— start Selected passage —

Give me /events, not webhooks

Anthony Accomazzo

@accomazzo

•

Jul 13, 2021

•

6 min read

We're Sequin, a Postgres CDC tool to streams and queues like Kafka, SQS, HTTP endpoints, and more. Sequin is particularly good at helping you process API records that you're syncing to Postgres.

Last updated: 11/17/2023

Webhooks are a supplement to many APIs. With a webhook system in place, System B can register to receive notifications about certain changes to System A. When a change occurs, System A pushes the change to System B, usually in the form of making an HTTP POST request.

Webhooks are intended to eliminate or reduce the need to constantly poll for data. But in my experience, webhooks come with a few challenges.

In general, you can't rely on webhooks alone to keep two systems consistent. Every integration I've ever worked on has realized this fact by eventually augmenting webhooks with polling. This is due to a few problem areas.

First, there are risks when you go down. Yes, senders typically retry undelivered webhooks with some exponential back-off. But the guarantees are often loose or unclear. And the last thing your system probably needs after recovering from a disaster is a deluge of backed-up webhooks to handle.

— end Selected passage —
— start Information shown —

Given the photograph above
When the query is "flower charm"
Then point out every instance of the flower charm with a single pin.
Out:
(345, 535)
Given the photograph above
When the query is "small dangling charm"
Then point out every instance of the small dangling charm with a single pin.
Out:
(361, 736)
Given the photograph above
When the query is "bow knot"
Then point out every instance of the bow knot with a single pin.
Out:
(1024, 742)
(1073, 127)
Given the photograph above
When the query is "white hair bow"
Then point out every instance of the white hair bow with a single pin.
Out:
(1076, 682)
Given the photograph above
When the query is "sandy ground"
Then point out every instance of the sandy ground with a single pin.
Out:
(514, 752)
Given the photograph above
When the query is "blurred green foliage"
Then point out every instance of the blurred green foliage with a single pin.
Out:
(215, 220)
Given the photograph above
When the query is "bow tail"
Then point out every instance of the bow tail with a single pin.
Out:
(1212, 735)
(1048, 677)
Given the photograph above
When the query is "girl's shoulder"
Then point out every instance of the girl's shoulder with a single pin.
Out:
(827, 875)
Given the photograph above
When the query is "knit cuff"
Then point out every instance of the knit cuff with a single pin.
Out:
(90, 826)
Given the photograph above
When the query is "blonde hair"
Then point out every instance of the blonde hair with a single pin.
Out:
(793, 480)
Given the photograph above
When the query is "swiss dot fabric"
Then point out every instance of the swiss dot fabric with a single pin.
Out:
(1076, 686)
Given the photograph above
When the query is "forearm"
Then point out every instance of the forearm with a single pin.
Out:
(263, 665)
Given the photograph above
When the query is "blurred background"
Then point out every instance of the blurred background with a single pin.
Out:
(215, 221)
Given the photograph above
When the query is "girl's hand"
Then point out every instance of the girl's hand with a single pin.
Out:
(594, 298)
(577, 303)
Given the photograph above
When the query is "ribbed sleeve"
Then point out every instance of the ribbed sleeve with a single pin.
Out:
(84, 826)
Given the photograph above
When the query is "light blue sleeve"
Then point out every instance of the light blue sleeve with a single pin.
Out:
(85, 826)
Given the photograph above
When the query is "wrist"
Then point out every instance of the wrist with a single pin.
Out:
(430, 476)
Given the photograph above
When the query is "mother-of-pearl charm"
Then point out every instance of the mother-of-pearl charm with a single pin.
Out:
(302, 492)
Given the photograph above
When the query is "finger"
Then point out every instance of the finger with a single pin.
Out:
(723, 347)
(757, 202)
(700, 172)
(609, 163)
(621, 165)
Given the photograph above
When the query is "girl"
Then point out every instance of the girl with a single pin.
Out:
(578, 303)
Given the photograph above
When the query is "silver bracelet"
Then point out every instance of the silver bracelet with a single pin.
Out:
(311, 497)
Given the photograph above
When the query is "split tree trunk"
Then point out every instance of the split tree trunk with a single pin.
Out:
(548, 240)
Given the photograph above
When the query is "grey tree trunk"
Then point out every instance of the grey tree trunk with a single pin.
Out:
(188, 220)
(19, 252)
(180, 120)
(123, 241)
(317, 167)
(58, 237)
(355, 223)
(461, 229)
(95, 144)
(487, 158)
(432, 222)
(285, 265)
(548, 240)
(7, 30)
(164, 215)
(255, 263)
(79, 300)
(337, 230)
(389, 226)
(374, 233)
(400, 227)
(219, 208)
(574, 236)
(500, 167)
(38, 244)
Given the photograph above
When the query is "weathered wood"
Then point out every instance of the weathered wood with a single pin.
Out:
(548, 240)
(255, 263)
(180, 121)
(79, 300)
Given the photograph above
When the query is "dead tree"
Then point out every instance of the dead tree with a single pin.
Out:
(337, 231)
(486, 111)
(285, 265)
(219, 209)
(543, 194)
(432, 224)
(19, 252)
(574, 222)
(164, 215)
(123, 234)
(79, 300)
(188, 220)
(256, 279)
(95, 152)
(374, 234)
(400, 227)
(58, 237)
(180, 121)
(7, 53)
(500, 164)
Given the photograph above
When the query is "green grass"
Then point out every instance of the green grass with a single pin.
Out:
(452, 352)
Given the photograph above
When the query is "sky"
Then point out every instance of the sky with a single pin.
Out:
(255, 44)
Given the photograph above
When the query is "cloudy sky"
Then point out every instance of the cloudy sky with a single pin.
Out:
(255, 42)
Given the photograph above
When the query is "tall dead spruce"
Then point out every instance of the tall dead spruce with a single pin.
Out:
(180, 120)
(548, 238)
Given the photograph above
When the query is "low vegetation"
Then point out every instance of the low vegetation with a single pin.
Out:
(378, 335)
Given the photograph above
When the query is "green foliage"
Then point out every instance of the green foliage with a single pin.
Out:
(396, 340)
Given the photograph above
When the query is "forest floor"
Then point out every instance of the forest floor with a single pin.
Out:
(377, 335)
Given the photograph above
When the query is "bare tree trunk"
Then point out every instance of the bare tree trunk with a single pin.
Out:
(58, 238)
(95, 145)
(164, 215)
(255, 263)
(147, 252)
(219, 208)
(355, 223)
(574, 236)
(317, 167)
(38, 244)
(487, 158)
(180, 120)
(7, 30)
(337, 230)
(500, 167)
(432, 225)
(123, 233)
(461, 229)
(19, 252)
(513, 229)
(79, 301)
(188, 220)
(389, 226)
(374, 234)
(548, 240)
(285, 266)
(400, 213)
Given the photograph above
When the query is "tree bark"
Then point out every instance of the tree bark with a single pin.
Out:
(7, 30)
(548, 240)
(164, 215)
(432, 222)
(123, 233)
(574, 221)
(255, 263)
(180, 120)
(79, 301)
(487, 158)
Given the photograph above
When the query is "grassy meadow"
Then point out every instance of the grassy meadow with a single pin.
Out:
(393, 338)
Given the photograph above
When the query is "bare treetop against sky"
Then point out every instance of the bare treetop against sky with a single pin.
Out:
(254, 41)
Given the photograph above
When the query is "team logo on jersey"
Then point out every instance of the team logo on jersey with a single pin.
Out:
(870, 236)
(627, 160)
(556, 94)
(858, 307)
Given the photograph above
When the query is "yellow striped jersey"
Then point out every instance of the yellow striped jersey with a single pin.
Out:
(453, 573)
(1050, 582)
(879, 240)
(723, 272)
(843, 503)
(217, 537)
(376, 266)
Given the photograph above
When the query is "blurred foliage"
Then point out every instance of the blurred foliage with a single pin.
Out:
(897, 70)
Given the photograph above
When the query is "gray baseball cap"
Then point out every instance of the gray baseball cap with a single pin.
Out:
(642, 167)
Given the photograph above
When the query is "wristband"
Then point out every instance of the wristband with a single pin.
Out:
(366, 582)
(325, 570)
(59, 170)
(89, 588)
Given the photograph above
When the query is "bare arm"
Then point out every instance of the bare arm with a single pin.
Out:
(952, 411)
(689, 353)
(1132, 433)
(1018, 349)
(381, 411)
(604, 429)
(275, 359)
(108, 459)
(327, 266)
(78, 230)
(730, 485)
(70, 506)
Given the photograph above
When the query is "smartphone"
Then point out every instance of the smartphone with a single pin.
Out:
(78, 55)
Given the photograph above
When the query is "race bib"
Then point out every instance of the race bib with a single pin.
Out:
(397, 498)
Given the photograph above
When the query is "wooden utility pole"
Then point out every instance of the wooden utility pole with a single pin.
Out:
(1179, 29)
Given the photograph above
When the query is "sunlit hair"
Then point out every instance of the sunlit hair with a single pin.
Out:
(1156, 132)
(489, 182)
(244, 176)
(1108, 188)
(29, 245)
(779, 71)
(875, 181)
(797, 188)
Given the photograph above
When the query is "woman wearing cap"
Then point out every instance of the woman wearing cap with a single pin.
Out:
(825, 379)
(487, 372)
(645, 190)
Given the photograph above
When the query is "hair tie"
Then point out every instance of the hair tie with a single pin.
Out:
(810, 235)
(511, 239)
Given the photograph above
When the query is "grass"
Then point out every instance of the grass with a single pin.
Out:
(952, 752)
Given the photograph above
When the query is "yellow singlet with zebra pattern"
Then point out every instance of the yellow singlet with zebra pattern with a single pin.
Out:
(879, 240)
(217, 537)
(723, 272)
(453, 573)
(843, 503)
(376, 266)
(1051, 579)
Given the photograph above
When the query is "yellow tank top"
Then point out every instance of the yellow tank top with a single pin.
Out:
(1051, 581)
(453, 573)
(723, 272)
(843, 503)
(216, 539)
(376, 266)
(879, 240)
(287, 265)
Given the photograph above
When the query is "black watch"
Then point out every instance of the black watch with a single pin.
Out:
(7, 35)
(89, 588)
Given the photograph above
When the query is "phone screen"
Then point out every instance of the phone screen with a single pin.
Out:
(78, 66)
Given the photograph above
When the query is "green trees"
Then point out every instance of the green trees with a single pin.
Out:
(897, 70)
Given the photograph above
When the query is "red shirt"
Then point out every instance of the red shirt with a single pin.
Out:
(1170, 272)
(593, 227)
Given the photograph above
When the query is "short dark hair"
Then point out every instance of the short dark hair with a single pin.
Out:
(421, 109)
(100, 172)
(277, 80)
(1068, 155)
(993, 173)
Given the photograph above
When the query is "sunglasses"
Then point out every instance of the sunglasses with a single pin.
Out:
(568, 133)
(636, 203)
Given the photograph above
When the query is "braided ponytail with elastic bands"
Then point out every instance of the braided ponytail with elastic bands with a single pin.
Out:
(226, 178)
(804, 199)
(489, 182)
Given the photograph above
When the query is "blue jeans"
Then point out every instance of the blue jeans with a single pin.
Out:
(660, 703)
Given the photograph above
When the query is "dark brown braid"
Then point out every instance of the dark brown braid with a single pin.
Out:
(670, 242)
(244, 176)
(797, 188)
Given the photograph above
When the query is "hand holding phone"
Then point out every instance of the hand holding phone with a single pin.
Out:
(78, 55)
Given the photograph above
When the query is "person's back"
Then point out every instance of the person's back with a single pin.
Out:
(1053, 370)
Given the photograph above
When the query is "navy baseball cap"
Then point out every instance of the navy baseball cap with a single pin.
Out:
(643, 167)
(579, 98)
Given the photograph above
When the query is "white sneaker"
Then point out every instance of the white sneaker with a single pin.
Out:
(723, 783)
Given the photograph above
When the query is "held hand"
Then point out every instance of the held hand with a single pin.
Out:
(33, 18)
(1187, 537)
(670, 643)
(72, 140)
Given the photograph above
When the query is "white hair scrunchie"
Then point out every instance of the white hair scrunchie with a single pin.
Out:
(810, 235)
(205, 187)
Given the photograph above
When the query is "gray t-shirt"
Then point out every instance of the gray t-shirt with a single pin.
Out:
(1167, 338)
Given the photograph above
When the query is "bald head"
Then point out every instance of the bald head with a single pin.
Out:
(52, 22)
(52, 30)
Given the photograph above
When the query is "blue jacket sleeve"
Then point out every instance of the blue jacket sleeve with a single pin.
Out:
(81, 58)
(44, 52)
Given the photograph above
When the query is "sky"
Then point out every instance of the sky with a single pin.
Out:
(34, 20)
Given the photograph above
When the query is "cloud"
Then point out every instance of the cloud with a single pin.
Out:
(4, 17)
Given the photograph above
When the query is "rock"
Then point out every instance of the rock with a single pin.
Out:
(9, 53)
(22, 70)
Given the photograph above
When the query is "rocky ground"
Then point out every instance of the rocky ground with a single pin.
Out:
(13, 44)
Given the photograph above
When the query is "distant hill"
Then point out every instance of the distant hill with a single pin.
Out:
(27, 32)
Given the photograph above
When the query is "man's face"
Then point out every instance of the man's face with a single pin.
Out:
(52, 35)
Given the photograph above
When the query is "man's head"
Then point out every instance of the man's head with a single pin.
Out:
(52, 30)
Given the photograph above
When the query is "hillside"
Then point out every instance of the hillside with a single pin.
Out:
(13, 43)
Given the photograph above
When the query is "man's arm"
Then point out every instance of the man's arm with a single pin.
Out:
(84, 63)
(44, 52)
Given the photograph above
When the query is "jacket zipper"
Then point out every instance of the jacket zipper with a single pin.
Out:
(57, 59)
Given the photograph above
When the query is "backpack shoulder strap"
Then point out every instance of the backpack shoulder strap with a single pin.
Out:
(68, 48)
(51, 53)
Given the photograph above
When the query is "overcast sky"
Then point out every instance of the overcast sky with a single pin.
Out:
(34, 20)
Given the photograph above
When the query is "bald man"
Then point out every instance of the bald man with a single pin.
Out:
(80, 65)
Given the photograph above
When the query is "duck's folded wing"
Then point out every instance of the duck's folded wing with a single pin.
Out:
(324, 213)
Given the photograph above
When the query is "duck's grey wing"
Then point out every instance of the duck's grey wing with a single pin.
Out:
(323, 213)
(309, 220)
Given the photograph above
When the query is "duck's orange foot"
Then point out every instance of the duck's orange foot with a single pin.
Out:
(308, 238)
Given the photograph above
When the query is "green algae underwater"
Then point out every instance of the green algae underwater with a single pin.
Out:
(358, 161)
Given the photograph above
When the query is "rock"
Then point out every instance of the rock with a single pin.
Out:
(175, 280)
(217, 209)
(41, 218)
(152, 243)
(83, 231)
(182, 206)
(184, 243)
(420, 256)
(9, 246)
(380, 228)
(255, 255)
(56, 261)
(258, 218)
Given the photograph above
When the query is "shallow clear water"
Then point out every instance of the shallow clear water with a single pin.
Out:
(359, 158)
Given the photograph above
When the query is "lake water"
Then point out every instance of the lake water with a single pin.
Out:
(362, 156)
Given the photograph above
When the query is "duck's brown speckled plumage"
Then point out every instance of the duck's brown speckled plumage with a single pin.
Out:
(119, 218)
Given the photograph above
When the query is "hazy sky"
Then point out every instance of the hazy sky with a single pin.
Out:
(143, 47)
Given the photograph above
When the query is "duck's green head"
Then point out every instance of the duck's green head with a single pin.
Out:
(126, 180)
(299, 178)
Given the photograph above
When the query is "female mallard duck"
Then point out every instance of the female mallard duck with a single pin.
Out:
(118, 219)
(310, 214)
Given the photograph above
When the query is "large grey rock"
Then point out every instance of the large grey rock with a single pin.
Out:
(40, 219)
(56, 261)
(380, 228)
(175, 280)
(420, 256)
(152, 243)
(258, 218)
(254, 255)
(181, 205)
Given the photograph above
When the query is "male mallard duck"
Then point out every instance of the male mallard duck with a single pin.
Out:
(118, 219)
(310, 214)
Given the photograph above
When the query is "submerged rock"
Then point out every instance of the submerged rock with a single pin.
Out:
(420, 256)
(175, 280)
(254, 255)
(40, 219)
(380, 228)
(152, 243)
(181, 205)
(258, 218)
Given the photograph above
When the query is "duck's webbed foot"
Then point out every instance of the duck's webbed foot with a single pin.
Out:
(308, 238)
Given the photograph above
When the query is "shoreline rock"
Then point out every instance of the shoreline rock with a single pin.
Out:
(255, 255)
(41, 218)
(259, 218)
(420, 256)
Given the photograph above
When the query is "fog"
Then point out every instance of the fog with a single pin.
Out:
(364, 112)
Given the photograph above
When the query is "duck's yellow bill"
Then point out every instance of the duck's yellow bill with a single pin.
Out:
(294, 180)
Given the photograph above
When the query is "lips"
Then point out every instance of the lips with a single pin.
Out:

— end Information shown —

**Work to complete:**
In the webhooks article, turn the paragraph beginning "First, there are risks when you go down" into a short bulleted list that keeps its main facts.

**Exercise response:**
- Going down carries risks.
- Senders usually retry undelivered webhooks with exponential back-off, but the guarantees are often loose or unclear.
- After recovering from a disaster, a system probably doesn't need a flood of backed-up webhooks to handle.